====== Source

For Tisch, "taking responsibility in the community was taught by example in his family,” The Wall Street Journal wrote. “In the 1960s, the entire family gathered each year before Thanksgiving to stuff ‘goody bags’ with toys, magazines and other small gifts to give to handicapped children and adults at one of the Tisch's Manhattan hotels.”

"In the early days when we didn't have the kind of resources that we have today we [served the community] in other ways," Tisch explained to the Journal.

This echoes the mission of the Tisch College to extend the concept of active citizenship to everyone in the Tufts community.

“This college has established itself as the premiere program teaching kids about their role and responsibility to their country and to this world," Tisch told The Boston Globe, which was one of several major media outlets, including the Associated Press, Bloomberg Radio and The Chronicle of Philanthropy, to cover news of the gift.

============

## Set problem
Pick up the passage on Tisch and the Tisch College gift after its final sentence and continue it. The data after this point is separate material and has no connection to the passage about Tisch and the Tisch College gift.

====== Information shown

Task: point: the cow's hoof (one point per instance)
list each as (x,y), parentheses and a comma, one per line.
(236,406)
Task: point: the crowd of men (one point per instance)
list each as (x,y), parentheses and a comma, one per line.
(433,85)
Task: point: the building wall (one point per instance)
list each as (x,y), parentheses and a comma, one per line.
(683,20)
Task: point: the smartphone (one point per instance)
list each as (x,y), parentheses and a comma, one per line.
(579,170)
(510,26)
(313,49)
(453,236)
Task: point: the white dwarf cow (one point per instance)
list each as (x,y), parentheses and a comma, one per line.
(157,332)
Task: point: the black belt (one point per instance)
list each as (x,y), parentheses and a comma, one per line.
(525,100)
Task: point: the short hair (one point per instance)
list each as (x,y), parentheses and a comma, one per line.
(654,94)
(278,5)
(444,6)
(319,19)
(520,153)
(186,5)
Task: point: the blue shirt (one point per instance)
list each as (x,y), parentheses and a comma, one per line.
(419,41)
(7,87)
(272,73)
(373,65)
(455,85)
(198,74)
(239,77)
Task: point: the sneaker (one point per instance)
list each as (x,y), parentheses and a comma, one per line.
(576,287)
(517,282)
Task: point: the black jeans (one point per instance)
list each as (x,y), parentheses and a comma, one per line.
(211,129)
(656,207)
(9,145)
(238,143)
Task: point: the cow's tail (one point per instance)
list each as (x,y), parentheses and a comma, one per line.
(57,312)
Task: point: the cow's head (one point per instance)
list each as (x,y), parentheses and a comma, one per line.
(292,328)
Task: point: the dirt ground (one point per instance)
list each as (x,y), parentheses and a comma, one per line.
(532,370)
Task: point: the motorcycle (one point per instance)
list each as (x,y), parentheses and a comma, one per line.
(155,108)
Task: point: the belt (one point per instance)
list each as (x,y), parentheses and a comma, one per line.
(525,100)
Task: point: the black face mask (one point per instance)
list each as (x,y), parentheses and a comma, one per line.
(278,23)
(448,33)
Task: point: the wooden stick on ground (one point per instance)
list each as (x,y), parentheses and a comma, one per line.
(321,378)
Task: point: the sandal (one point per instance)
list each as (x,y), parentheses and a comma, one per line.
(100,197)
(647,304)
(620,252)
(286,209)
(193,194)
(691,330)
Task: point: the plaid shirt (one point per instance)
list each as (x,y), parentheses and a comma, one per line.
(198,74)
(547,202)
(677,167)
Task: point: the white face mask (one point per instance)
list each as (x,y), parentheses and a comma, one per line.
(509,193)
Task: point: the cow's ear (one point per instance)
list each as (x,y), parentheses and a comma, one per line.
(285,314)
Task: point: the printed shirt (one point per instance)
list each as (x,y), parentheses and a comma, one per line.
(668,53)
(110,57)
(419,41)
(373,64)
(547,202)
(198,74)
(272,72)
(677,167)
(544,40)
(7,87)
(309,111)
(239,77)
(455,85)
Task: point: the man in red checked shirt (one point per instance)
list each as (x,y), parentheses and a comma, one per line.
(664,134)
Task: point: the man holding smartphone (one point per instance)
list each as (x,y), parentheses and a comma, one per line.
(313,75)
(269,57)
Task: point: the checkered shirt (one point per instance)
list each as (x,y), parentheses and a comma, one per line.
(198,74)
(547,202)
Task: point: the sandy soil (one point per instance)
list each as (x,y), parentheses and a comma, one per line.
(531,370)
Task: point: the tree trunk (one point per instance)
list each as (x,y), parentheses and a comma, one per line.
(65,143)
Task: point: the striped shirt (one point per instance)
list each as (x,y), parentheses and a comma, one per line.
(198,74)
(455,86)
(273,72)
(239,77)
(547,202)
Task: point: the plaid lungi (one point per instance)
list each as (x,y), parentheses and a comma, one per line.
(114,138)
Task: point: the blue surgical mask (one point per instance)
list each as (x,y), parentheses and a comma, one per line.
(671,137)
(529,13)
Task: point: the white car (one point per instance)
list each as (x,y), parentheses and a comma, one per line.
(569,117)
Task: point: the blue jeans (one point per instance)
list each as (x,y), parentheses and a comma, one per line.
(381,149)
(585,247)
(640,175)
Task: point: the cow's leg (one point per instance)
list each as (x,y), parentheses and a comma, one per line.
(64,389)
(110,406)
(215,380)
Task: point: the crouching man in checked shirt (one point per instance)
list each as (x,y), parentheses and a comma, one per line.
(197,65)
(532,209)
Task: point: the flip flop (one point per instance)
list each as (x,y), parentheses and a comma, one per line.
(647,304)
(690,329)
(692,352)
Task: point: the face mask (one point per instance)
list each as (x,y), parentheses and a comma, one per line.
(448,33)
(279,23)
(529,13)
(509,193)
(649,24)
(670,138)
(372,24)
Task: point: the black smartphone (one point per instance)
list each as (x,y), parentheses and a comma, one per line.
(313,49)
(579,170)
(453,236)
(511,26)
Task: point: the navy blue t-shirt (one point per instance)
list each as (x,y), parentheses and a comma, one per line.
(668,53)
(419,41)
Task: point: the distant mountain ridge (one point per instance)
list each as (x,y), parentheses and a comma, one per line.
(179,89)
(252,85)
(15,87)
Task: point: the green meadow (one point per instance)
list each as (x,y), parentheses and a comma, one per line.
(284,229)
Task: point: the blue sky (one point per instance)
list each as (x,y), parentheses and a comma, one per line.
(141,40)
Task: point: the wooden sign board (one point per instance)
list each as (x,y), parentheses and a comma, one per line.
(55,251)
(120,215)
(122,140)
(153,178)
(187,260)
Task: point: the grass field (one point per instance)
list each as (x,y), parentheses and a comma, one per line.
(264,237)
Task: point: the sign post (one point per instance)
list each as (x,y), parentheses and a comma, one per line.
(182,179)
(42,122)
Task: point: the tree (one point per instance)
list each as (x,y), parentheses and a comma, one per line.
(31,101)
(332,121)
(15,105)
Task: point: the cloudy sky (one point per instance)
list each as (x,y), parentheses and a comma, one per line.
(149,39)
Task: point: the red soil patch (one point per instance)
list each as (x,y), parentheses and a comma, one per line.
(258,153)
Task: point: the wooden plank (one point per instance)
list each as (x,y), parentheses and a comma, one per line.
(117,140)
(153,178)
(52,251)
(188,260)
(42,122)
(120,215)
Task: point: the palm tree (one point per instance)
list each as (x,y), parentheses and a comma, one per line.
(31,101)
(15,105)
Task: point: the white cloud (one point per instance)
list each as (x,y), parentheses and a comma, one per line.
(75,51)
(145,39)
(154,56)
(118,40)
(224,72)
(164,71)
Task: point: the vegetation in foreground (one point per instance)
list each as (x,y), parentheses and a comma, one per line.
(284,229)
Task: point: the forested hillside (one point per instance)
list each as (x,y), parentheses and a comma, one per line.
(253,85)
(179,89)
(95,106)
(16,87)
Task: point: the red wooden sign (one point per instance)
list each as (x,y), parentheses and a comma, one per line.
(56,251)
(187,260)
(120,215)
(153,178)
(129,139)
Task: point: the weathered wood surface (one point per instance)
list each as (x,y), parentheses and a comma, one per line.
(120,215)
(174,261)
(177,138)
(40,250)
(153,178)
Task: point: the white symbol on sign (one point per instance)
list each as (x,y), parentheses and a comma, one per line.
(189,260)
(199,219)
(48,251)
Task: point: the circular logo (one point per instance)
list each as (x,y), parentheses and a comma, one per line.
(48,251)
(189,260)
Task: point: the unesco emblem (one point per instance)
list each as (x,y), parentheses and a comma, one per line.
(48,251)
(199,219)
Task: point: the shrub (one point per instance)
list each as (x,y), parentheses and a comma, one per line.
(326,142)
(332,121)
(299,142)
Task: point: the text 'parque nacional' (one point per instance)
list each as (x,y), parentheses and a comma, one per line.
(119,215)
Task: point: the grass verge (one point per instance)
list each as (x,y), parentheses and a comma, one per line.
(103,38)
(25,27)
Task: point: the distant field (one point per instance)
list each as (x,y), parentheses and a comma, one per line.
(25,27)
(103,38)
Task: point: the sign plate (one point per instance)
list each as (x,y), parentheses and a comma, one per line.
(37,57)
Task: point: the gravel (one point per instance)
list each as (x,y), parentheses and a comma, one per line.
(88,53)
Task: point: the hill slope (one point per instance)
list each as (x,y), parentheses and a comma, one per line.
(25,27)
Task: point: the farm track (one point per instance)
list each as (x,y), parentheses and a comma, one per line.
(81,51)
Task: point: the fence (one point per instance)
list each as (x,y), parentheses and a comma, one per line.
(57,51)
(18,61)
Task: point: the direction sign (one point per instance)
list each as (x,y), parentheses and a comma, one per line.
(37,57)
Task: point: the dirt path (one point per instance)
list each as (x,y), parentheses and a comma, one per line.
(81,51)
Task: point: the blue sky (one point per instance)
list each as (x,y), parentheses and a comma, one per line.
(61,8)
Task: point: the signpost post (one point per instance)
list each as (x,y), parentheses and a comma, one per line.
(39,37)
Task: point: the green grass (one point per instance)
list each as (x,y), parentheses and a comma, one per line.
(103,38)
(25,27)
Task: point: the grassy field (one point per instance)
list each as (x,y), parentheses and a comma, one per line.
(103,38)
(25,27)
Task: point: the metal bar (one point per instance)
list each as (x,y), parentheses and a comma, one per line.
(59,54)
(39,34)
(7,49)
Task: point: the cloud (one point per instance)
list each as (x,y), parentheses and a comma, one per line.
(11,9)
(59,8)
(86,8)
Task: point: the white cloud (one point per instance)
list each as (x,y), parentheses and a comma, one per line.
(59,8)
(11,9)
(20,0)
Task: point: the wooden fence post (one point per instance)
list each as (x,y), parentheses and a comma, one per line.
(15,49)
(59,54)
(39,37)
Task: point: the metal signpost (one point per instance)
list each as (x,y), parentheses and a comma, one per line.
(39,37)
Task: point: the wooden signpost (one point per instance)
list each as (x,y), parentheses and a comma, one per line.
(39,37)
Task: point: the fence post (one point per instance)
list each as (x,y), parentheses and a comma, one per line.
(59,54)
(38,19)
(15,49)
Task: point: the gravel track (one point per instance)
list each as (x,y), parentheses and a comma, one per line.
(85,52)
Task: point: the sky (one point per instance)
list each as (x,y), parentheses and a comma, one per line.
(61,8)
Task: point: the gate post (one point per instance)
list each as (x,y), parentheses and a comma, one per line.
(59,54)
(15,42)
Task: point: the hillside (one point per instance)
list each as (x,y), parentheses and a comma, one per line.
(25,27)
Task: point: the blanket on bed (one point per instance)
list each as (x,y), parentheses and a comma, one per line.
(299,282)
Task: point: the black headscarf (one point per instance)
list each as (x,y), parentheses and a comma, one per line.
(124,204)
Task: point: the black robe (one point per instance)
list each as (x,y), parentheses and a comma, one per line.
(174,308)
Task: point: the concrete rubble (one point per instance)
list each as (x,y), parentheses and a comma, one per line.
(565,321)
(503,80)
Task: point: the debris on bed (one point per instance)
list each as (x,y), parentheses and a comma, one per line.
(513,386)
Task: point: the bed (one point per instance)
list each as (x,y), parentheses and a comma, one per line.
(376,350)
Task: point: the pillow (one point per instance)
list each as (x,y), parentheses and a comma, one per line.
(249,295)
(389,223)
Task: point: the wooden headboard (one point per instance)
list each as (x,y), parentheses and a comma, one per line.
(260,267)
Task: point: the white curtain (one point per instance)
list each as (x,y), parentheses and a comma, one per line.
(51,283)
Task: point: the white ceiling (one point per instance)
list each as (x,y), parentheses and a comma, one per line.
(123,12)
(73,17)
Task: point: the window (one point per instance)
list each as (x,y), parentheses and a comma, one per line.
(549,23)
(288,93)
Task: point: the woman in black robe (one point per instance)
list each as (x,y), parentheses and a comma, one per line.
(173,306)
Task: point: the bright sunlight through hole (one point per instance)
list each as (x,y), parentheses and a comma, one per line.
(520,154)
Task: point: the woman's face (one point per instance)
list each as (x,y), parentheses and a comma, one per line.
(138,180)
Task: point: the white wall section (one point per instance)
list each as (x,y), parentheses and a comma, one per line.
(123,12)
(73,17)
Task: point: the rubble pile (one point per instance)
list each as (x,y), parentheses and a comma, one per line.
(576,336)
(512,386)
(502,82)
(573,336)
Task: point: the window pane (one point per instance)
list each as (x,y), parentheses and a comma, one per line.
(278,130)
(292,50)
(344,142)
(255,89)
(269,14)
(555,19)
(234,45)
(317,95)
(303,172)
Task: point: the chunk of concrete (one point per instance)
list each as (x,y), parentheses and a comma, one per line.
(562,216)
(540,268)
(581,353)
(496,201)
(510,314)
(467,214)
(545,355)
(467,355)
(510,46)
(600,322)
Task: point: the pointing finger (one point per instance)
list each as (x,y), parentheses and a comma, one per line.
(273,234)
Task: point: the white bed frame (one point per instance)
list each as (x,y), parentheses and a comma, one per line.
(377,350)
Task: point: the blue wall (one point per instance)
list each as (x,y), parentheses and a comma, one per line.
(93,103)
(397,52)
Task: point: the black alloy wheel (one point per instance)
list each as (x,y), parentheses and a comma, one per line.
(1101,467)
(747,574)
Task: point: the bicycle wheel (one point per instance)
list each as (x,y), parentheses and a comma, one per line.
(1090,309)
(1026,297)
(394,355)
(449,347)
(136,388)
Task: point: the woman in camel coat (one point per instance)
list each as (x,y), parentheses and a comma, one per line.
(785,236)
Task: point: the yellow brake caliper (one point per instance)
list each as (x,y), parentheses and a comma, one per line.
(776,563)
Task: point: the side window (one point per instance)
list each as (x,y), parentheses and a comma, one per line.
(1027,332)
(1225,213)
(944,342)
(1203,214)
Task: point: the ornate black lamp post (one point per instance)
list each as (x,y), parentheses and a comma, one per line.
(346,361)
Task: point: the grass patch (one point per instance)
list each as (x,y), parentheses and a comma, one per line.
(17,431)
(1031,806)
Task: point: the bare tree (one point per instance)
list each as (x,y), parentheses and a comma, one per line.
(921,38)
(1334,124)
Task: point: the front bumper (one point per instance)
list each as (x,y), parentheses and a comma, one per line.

============

## Exercise result
The college's status as a "freestanding unit," added the Journal, "underscore[s] the idea that public service is the responsibility of all students."

"The idea is that every individual who graduates from Tufts, whether they expect to be a doctor or a lawyer or a vet or a teacher, artist or musician, has a responsibility to be an actively engaged, effective citizen in the communities that they will inhabit," Tufts President Lawrence S. Bacow told the Journal.

Part of the strength behind these civic engagement initiatives lies in the ties to the academic disciplines offered at Tufts.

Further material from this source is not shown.